Por favor, reproduce cada línea de los datos que siguen donde aparezca la palabra «path».

- [Filas de datos]:

◇ ◇ ◇ ◇

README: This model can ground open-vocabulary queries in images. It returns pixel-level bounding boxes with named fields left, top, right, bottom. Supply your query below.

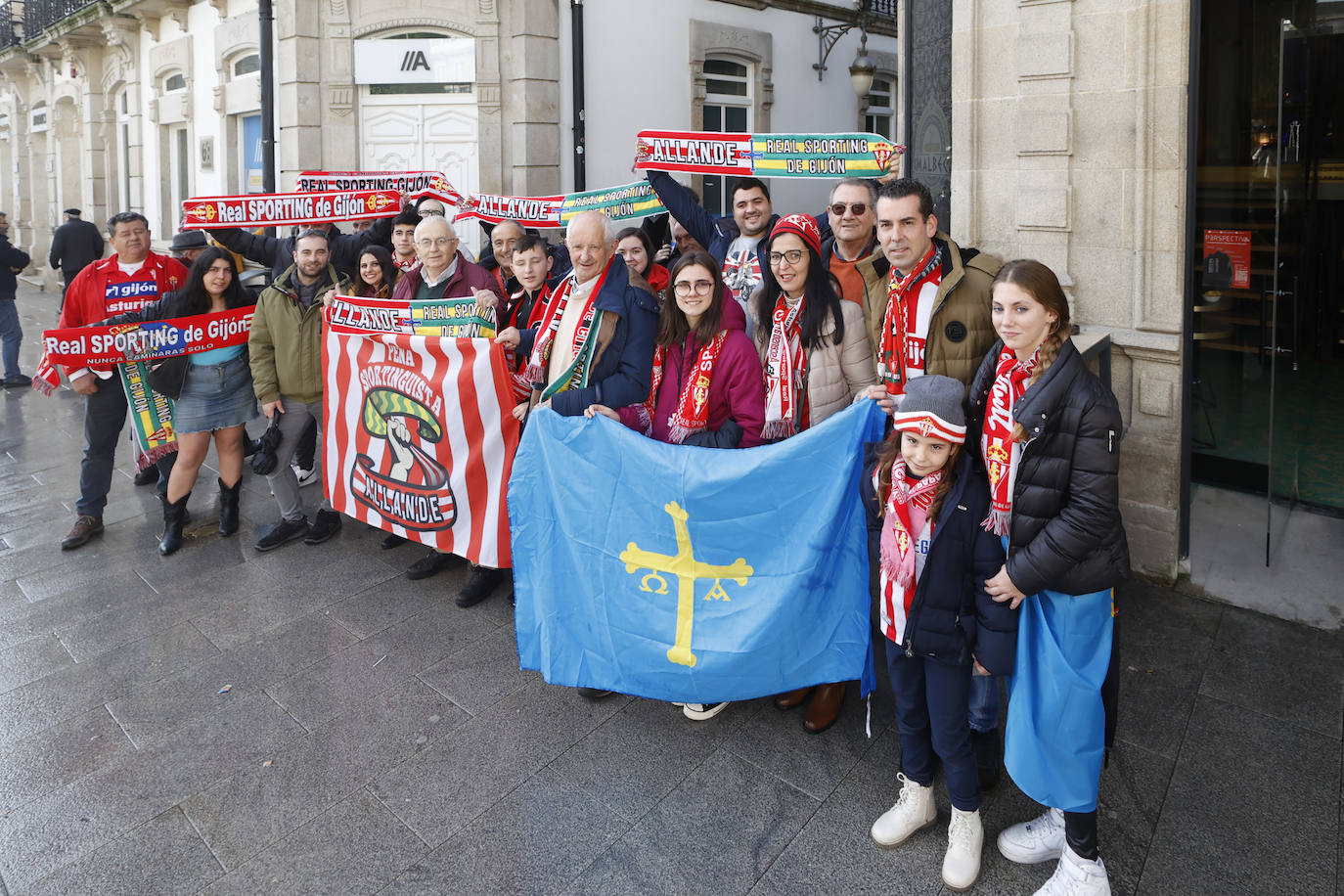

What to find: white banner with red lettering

◇ ◇ ◇ ◇

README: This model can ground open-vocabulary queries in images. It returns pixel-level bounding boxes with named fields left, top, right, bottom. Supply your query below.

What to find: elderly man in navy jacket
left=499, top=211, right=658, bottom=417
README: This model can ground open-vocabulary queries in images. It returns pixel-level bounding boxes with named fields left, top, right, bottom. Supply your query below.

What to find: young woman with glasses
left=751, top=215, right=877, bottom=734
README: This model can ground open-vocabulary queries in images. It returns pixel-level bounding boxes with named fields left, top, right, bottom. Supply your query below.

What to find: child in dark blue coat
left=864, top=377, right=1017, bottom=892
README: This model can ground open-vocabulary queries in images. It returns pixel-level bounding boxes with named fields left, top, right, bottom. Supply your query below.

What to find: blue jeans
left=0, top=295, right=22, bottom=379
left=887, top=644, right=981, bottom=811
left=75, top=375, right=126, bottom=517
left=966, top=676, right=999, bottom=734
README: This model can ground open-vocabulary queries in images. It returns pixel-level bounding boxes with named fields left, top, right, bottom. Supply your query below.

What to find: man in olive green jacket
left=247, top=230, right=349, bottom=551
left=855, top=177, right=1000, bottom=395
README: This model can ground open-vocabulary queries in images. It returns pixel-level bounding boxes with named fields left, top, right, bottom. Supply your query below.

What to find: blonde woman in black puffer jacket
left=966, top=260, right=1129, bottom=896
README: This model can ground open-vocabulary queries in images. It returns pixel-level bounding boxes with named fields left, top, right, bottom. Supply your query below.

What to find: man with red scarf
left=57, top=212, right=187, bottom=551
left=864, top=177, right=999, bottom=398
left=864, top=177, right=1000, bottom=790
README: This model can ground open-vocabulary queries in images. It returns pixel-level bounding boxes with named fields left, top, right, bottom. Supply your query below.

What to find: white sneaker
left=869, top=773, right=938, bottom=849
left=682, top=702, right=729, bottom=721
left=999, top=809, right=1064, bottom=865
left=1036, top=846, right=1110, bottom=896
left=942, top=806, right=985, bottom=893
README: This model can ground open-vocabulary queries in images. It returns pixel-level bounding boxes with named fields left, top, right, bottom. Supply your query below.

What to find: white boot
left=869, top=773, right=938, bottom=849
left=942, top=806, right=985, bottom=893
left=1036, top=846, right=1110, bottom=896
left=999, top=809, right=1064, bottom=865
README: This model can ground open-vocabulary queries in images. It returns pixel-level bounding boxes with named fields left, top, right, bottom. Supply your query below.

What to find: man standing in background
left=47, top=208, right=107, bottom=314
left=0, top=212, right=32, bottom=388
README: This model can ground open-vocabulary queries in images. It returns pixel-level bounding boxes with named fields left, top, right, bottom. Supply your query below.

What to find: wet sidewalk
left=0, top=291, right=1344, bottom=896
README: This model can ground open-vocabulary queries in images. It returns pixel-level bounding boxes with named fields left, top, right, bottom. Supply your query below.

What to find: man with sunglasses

◇ ◇ ◇ ◇

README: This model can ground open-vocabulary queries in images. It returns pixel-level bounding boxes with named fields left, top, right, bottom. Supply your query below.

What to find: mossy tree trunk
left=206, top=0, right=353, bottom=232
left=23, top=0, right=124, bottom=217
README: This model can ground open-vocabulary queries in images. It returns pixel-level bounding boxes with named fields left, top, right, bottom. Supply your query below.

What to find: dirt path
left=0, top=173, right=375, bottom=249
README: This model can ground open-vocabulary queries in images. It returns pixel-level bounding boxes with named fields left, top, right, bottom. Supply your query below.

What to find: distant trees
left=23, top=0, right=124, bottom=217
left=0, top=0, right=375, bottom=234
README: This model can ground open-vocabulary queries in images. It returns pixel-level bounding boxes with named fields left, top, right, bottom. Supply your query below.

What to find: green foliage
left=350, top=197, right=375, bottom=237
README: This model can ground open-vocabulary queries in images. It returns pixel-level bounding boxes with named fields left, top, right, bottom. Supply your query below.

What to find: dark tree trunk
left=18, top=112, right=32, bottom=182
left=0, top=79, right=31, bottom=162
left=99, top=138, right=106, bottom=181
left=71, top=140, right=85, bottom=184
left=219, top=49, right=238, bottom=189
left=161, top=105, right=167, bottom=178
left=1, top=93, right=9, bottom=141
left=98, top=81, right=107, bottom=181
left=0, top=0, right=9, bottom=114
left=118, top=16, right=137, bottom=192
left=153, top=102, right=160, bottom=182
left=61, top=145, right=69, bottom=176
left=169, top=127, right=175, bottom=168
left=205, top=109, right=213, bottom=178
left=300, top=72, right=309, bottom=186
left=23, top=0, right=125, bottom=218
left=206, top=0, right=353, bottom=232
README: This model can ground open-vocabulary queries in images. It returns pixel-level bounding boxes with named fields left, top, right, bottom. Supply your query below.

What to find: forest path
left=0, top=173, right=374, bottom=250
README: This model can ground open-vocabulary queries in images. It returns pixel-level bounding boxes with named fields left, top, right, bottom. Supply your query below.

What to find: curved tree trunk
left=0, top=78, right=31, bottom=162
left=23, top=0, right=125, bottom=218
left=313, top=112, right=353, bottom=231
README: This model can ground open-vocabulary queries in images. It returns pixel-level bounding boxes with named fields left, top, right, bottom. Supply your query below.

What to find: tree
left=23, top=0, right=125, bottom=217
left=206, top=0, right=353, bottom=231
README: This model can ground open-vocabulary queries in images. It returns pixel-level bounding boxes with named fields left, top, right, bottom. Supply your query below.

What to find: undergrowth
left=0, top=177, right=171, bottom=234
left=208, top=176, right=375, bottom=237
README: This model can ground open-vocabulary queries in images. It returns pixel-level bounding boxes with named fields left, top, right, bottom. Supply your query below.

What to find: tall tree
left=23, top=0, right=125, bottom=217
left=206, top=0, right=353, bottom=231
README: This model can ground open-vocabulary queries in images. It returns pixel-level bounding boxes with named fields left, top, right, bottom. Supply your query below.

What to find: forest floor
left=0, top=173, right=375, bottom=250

◇ ◇ ◇ ◇

- [Respuesta al ejercicio]:
What to find: dirt path
What to find: forest path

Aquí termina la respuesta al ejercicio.